EXERCISE DESCRIPTION
Convert the material below into a numbered list, one entry per line, leaving out blank lines and the pictures.
════
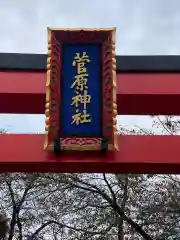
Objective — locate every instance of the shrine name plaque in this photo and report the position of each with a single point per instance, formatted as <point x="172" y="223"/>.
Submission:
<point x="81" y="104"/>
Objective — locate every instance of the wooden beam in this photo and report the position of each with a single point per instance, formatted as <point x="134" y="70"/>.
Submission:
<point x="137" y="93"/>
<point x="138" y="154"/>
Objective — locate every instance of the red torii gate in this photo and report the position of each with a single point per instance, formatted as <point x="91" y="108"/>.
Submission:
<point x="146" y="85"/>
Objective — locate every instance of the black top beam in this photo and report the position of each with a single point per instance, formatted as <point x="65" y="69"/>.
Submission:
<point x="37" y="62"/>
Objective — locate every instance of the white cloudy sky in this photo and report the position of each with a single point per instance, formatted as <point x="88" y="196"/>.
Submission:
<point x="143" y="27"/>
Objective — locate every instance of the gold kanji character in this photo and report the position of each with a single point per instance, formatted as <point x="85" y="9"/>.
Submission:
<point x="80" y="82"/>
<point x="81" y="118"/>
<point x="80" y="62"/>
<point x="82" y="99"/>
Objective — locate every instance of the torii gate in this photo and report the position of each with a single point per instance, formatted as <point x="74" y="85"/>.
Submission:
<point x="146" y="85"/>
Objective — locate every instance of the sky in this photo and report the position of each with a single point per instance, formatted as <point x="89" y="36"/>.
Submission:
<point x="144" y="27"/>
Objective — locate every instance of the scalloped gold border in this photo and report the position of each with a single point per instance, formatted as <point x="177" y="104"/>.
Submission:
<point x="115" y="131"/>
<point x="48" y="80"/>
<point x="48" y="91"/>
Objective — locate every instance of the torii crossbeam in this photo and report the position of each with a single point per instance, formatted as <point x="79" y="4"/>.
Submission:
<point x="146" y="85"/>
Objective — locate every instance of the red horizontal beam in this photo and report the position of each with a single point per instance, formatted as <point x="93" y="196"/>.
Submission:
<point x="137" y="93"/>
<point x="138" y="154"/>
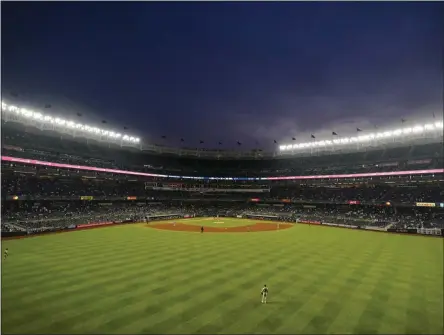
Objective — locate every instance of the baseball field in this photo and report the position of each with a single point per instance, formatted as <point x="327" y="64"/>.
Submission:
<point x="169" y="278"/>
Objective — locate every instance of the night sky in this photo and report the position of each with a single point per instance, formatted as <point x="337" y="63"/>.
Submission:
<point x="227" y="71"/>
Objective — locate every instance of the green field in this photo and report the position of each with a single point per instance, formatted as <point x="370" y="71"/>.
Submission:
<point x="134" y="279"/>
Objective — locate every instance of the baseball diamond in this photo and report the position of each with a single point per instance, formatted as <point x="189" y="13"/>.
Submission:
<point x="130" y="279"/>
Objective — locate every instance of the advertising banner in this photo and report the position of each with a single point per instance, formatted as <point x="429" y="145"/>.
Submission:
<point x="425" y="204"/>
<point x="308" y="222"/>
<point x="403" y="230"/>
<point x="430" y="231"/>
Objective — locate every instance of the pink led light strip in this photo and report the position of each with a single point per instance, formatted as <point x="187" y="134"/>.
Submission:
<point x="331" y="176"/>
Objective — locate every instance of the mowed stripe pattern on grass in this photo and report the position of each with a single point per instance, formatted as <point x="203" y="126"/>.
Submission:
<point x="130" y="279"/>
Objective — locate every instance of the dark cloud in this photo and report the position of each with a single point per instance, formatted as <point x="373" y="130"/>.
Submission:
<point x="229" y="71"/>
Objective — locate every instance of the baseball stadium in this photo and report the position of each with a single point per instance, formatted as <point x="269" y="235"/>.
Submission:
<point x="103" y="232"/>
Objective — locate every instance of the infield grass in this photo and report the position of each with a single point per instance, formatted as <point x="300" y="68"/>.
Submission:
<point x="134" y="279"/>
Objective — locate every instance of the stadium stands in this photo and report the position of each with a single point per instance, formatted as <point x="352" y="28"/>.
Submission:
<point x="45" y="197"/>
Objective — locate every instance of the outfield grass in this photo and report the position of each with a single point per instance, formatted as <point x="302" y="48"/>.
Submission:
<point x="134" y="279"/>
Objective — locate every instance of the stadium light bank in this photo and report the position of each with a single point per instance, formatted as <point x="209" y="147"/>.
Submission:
════
SOLUTION FOR THIS EXERCISE
1. Objective — locate every instance of the shrine name plaque in this photo and report the position of each with a single point per instance, formatted as <point x="172" y="223"/>.
2. Submission:
3. <point x="81" y="104"/>
4. Objective — locate every instance of the wooden beam in this photo and report the position of each with a single point per instance, formatted as <point x="134" y="70"/>.
5. Submission:
6. <point x="137" y="93"/>
7. <point x="138" y="154"/>
8. Objective — locate every instance of the red torii gate in this photo and report the position of each with a single point per instance, formatted as <point x="91" y="108"/>.
9. Submission:
10. <point x="146" y="85"/>
11. Objective — locate every instance of the black top beam in this photo and report the position of each with a single point per instance, formatted as <point x="65" y="69"/>.
12. Submission:
13. <point x="37" y="62"/>
14. Objective — locate every instance of the white cloudy sky in this photo and report the position of each with a single point per instance, formatted as <point x="88" y="196"/>.
15. Submission:
16. <point x="143" y="27"/>
17. Objective — locate every instance of the gold kanji character in this photo and report the position of each with a single point per instance, formatted as <point x="85" y="9"/>.
18. Submission:
19. <point x="80" y="82"/>
20. <point x="81" y="118"/>
21. <point x="80" y="62"/>
22. <point x="82" y="99"/>
23. Objective — locate every instance of the torii gate in this photo and report the position of each with a single point per instance, formatted as <point x="74" y="85"/>.
24. Submission:
25. <point x="146" y="85"/>
26. Objective — locate every instance of the sky in this photo and report the position of each with a single point per instance, formatted as <point x="89" y="36"/>.
27. Submission:
28. <point x="144" y="27"/>
29. Objective — locate every instance of the scalloped gold border in this photo and report the position of each with a single point per instance, formatted as <point x="177" y="104"/>.
30. Submission:
31. <point x="115" y="131"/>
32. <point x="48" y="80"/>
33. <point x="48" y="91"/>
34. Objective — locate every instance of the torii crossbeam in this photo and report the position of each with a single point per instance, formatted as <point x="79" y="4"/>.
35. Submission:
36. <point x="146" y="85"/>
37. Objective — locate every instance of the red horizontal beam in this photo and report the position of each with a single point per instance, formatted as <point x="93" y="196"/>.
38. Submission:
39. <point x="137" y="93"/>
40. <point x="138" y="154"/>
41. Objective — locate every instance of the baseball field in this photo and report the position of each with a single point per instance, formatted as <point x="327" y="64"/>.
42. Submission:
43. <point x="169" y="278"/>
44. Objective — locate every instance of the night sky in this photo and report the position of each with a single point per instance, formatted as <point x="337" y="63"/>.
45. Submission:
46. <point x="227" y="71"/>
47. Objective — locate every instance of the green field in this photo and report the position of each with a single point per instance, formatted as <point x="370" y="71"/>.
48. Submission:
49. <point x="134" y="279"/>
50. Objective — locate every instance of the baseball diamond in this photo and report the position of each with a single point per instance, formatted as <point x="189" y="13"/>.
51. Submission:
52. <point x="130" y="279"/>
53. Objective — locate every instance of the advertising banner in this photo and report the position of each with a single point per instance, formatted as <point x="429" y="145"/>.
54. Submission:
55. <point x="425" y="204"/>
56. <point x="308" y="222"/>
57. <point x="403" y="230"/>
58. <point x="430" y="231"/>
59. Objective — locate every instance of the pink led light strip in this photo and report the position of each with a single point per instance, formatted as <point x="187" y="134"/>.
60. Submission:
61. <point x="331" y="176"/>
62. Objective — locate every instance of the mowed stripe pattern on grass in this photo and report the position of each with a single point per instance, formatted as <point x="203" y="126"/>.
63. Submission:
64. <point x="130" y="279"/>
65. Objective — locate every instance of the dark cloud in this photo and report the position of each with a single point per instance, formatted as <point x="373" y="130"/>.
66. Submission:
67. <point x="229" y="71"/>
68. Objective — locate every instance of the baseball stadium in this photo and report the position of each with a single point per instance, formatted as <point x="269" y="235"/>.
69. Submission:
70. <point x="103" y="232"/>
71. Objective — locate every instance of the infield grass in this photo and report the position of each with a single point per instance, formatted as <point x="300" y="68"/>.
72. Submission:
73. <point x="134" y="279"/>
74. Objective — locate every instance of the stadium stands in this photo and report the position of each with a single point per instance, formatted as <point x="352" y="28"/>.
75. Submission:
76. <point x="45" y="197"/>
77. Objective — locate every instance of the outfield grass in this photo and report the position of each with a single point per instance, formatted as <point x="302" y="48"/>.
78. Submission:
79. <point x="134" y="279"/>
80. Objective — locate every instance of the stadium light bank in this photo and report the position of each with a single point per instance, formatted as <point x="209" y="147"/>.
81. Submission:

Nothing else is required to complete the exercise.